__RECORDED DATA__
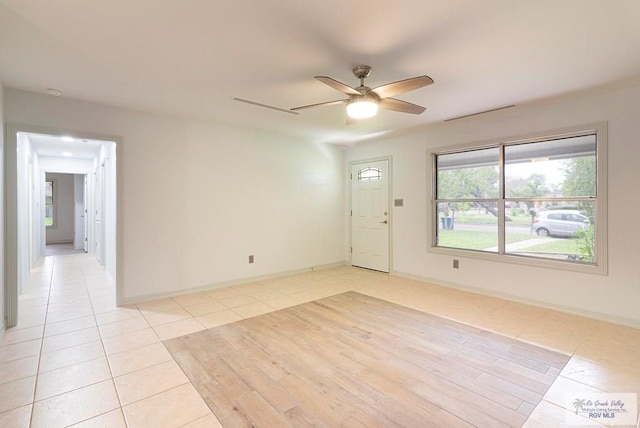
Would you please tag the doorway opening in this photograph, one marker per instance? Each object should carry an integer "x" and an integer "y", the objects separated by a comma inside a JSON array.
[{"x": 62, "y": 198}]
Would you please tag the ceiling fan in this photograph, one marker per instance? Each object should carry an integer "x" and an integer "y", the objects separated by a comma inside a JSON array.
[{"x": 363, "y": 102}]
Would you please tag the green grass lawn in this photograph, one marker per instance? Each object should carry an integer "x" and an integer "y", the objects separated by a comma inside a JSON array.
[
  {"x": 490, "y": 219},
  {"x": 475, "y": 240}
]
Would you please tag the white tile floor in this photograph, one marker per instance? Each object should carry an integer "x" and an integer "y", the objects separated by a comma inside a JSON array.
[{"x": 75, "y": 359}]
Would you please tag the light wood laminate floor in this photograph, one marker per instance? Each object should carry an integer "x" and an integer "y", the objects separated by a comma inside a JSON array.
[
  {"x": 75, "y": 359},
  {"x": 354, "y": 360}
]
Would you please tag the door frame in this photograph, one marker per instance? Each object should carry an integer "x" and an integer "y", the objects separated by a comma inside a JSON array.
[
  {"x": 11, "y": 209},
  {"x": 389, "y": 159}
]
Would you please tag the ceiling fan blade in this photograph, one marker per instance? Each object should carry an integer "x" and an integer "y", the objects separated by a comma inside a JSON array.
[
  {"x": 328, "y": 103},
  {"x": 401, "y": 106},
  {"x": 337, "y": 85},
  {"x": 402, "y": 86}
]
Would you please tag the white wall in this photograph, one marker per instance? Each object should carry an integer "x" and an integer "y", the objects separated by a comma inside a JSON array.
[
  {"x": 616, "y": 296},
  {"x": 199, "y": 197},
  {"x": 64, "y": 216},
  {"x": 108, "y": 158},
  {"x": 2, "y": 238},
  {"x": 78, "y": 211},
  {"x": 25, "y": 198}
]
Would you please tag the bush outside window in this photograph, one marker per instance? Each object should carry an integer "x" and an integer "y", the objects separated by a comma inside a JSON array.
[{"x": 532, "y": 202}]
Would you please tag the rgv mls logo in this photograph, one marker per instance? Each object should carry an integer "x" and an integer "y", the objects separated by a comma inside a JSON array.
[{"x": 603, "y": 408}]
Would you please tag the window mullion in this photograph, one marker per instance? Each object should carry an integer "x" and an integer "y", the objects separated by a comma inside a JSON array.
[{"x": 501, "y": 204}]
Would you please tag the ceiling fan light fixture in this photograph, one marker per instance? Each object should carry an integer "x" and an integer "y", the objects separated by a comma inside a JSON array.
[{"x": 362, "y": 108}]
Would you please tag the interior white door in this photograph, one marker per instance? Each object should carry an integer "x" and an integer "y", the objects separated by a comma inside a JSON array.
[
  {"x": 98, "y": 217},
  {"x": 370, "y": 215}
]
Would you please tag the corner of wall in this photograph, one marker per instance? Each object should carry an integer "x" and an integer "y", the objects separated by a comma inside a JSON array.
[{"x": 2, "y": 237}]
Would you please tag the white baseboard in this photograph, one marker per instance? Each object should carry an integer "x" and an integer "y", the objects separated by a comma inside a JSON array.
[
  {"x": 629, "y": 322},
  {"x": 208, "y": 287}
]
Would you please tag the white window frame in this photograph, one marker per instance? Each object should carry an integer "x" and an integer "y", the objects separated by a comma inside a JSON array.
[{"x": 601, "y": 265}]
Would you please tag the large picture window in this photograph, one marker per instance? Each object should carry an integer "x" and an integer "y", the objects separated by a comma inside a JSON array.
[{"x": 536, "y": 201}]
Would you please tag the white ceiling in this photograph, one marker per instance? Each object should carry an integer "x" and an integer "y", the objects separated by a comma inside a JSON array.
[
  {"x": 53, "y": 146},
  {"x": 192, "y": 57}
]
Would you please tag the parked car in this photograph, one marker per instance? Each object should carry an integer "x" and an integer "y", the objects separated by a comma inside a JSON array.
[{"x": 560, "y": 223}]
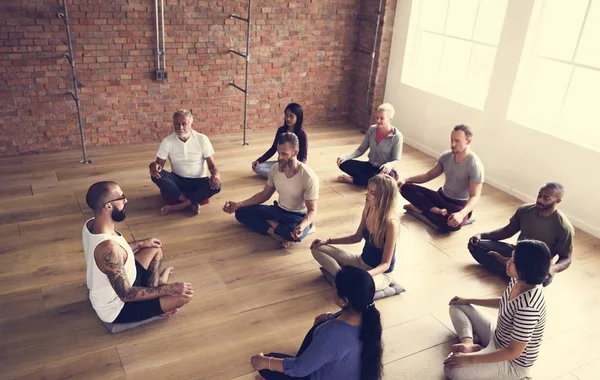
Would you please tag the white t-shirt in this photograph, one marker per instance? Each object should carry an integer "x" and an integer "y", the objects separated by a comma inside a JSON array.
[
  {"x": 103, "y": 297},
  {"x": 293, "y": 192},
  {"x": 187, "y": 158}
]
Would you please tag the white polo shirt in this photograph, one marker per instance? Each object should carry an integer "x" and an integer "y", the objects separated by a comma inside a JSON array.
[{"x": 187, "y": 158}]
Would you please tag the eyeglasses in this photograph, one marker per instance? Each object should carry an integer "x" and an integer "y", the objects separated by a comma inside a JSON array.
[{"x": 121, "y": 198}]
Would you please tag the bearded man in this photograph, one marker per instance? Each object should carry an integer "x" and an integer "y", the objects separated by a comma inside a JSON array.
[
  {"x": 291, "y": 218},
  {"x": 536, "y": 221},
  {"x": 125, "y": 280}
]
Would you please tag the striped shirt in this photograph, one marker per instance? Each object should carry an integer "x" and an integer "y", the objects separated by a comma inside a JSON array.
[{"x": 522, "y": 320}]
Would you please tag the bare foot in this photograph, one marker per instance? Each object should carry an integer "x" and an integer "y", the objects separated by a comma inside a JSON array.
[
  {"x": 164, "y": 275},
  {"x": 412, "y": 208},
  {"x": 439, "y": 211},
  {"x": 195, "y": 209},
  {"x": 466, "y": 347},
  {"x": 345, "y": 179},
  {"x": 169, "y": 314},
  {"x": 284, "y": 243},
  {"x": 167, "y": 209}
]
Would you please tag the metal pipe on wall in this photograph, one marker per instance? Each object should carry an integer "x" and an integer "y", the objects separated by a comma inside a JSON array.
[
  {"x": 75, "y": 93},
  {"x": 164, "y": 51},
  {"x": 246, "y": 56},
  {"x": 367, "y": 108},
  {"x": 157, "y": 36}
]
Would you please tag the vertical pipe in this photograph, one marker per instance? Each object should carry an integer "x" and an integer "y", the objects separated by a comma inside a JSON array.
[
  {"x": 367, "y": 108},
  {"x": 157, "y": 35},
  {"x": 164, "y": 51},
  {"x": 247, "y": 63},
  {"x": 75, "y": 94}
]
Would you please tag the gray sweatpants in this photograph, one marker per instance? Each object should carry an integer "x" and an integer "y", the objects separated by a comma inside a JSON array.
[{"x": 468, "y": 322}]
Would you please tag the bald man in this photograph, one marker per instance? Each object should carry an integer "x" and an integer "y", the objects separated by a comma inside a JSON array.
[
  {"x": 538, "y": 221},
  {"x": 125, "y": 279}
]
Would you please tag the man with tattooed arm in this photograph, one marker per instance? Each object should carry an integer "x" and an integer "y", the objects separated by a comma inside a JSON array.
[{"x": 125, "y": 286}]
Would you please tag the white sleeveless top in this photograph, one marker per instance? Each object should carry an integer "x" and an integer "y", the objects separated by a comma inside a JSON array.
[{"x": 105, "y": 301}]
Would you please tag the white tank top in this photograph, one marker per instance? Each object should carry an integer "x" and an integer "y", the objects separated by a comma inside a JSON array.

__WORK INSTRUCTIONS__
Restate each entry word for word. Omit every picture.

__RESPONSE__
Would you please tag the doorway opening in this photograph, one marker per instance? Each object should carry an integer "x" and an integer "y", the objects separated by a comma inside a JSON array.
[{"x": 62, "y": 198}]
Would you please tag the ceiling fan in this photograph, one marker per instance? Each object should carry an integer "x" and an integer "y", the objects separated by a comma inside a JSON array.
[{"x": 363, "y": 102}]
Would you please tag the green grass lawn in this photograph, one marker per instance? Each object should carry an integer "x" and an integer "y", the objects separated by a comma inside a JSON array.
[
  {"x": 490, "y": 219},
  {"x": 475, "y": 240}
]
Would you please tag the white tile floor in this photograph, one marker per instance? Each object should carry an integer "x" and an integer "y", the objects separated by a comma inside a JSON array.
[{"x": 75, "y": 359}]
Would you please tag the light wood laminate floor in this photograph, one marker per instance? Each object should carry an integer "x" and an integer "y", the objects separated by a comma inside a JSON array.
[
  {"x": 75, "y": 359},
  {"x": 354, "y": 360}
]
Would you please tag the door frame in this photograph, one marker per instance? Each object should carry an integer "x" and an integer "y", the objects separated by a comma inside a JSON array.
[
  {"x": 11, "y": 209},
  {"x": 389, "y": 159}
]
Would you please tag the ceiling fan blade in this photograph, one marker per instance? Each object should carry an integer "x" and an integer "y", the objects separated by a comma inside a JSON array.
[
  {"x": 328, "y": 103},
  {"x": 401, "y": 106},
  {"x": 337, "y": 85},
  {"x": 402, "y": 86}
]
Would you please tag the white wall in this photograph, one marker per instance? Each object should carry an integer "x" and an integer "y", the objects separated by a comma inside a JSON array.
[
  {"x": 616, "y": 296},
  {"x": 199, "y": 197},
  {"x": 64, "y": 216},
  {"x": 108, "y": 158},
  {"x": 2, "y": 238},
  {"x": 78, "y": 211},
  {"x": 25, "y": 198}
]
Would you please tag the bush outside window in this photograph, one marker per instance? Each object should carry an integer "x" and an integer "y", the objects separated by a comma inside a JSON array.
[{"x": 532, "y": 202}]
Would you please tag the rgv mls logo in this photograph, one marker per instance? Each object should carry an integer "x" and an integer "y", the objects separated by a comma inside a JSON array.
[{"x": 603, "y": 408}]
Would you please tag the window mullion in this photograph, one marker per instance? Each object should carry an integer "x" and an integer "y", the objects separated by a comma inside a JSON array.
[{"x": 501, "y": 204}]
Would you please tag the ceiling fan light fixture in this photograph, one marker per instance? Each object should carry an integer "x" and an integer "y", the objects separated by a comma inside a JSON array.
[{"x": 362, "y": 108}]
Would you please tag the interior white door in this photograph, one marker per instance? Each object should carry an integer "x" and an integer "y", the objects separated by a comma inside a JSON array.
[
  {"x": 98, "y": 217},
  {"x": 370, "y": 215}
]
Would you please tag the corner of wall in this photograph, one marker per instance? Each object should carry an integer "x" and an integer "y", the objects separated by a comma inside a JSON array.
[{"x": 2, "y": 237}]
Would you please tag the white baseboard in this photograph, one marker per instance? Each object should carry an integer "x" and an integer "y", the objects separated by a comma inside a JSON array.
[
  {"x": 629, "y": 322},
  {"x": 208, "y": 287}
]
Would you please tag the white window frame in this photograph, one marker per instance? Each object should carry an integer "x" and an integer "y", the objects separated by a comma inside a JSON array.
[{"x": 601, "y": 265}]
Would you please tag the large picture window in this photograph, one marker per instance? Each object should carry an integer "x" and an integer "y", the objects separated by a comma inside a JSON array.
[{"x": 536, "y": 201}]
Would you please tag the white ceiling in this photograph, one marker per instance? Each object should carry an integer "x" and an integer "y", the objects separated by a comma inside a JSON array.
[
  {"x": 53, "y": 146},
  {"x": 192, "y": 57}
]
Would you please tag the parked car in this photograph, one marker per instance? Each object should carry an integer "x" and an integer "y", the objects separated by a comma inside a JSON array.
[{"x": 560, "y": 223}]
Would you please tag the white t-shirt in this photograph, one marker per instance? Each object should carry an integer "x" and an integer "y", the objects separated by a comma inside a JSON array.
[
  {"x": 103, "y": 297},
  {"x": 293, "y": 192},
  {"x": 187, "y": 158}
]
Would you please tag the white polo shirt in this photograph, one marker per instance? Each object should carry an integer "x" and an integer "y", the objects separated by a comma inside a JSON array.
[{"x": 187, "y": 158}]
Would you please tag the eyeglasses in this photograph, one marker per instance? Each object should carry an integer "x" and an integer "y", the objects separated by a comma inside a JSON array.
[{"x": 121, "y": 198}]
Would you please tag the bearded man in this photograph, one marker per instance? Each object should carry an integer "x" and an integer "y", the objects separated by a comma inside a JSON array.
[
  {"x": 291, "y": 218},
  {"x": 536, "y": 221},
  {"x": 125, "y": 280}
]
Would you please tag the striped shirt in this photograph, one marker per instance? Each object should carry an integer "x" and an integer "y", the objects separated by a comma inside a JSON array.
[{"x": 522, "y": 320}]
Would you please tag the bare foot in this photograph, one marker per instance? Each object should carry an integer "x" and an integer "y", the objects separated by a comma inside a JSON array.
[
  {"x": 164, "y": 275},
  {"x": 412, "y": 208},
  {"x": 439, "y": 211},
  {"x": 195, "y": 209},
  {"x": 466, "y": 347},
  {"x": 345, "y": 179},
  {"x": 169, "y": 314},
  {"x": 284, "y": 243},
  {"x": 167, "y": 209}
]
Would you please tag the metal pipe on wall in this photograph, one marker per instance? Each object should carry an integer "x" and an integer "y", the objects separated by a comma inside a JSON array.
[
  {"x": 75, "y": 93},
  {"x": 164, "y": 51},
  {"x": 246, "y": 56},
  {"x": 367, "y": 108},
  {"x": 157, "y": 36}
]
Would you please tag the vertical pipe in this photograph, one marker per instance? Each object should carry an integer "x" and an integer "y", the objects separated by a comma inside a JSON array.
[
  {"x": 367, "y": 108},
  {"x": 157, "y": 35},
  {"x": 164, "y": 51},
  {"x": 247, "y": 63},
  {"x": 75, "y": 94}
]
Would you please tag the gray sweatpants in this photograph, one marker per instance? Each object should carry an integer "x" and an integer "y", the objects separated by a comma inside a JSON array.
[{"x": 468, "y": 322}]
Would you please tag the bald man in this photograph, one marker per instance? Each object should carry an integer "x" and an integer "y", the objects separated by a comma inside a JSON array.
[
  {"x": 538, "y": 221},
  {"x": 125, "y": 279}
]
Would you please tag the man with tattooed arm in this photograph, one marker per instance? Each object should carry an integer "x" and an integer "y", the objects separated by a comma inside a JSON array.
[{"x": 125, "y": 286}]
Would you please tag the white sleeveless top in this photograph, one marker per instance? Each object should carry an integer "x" and an integer "y", the objects separated by a comma inside a JSON array.
[{"x": 105, "y": 301}]
Would you please tag the white tank top in this photograph, one marker per instance? Each object should carry an integer "x" and an integer "y", the objects separated by a comma inside a JSON array.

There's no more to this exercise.